Assignment: Images do not belong in the copy. Retype all the entries below exactly.

Source material:
________________

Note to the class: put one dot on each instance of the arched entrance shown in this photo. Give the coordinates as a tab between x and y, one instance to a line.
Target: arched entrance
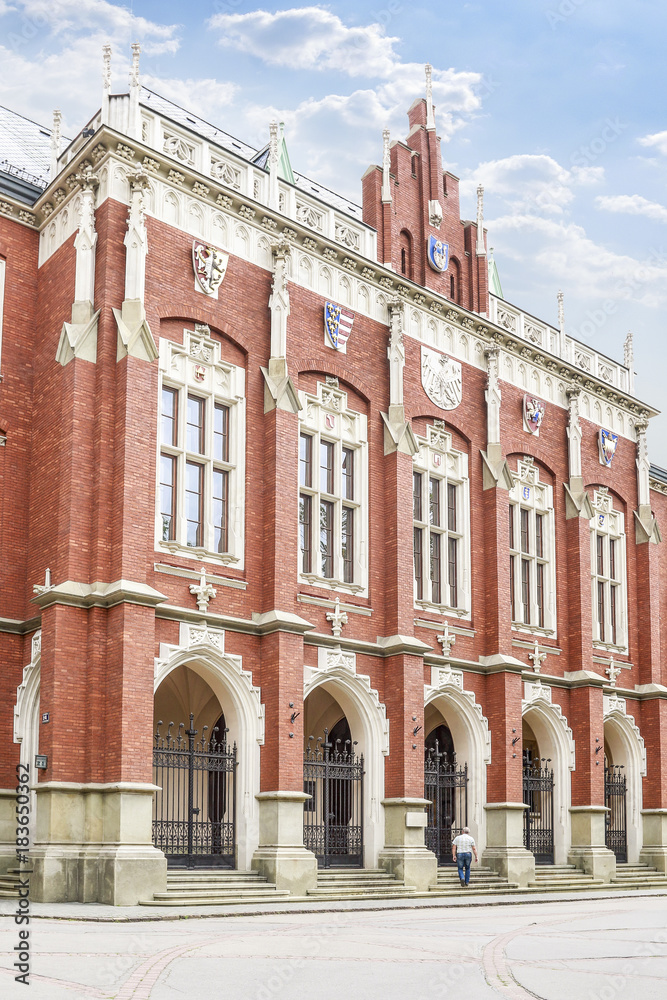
625	763
464	733
446	788
333	776
194	765
548	760
198	676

________________

Output of the exercise:
Note to the class: put one dot on each instance of the arched entrance shown in this photo. Give the coordinates as a tab between x and y, one instance to a line.
Target: arched entrance
625	763
464	733
446	788
333	776
194	765
548	760
198	676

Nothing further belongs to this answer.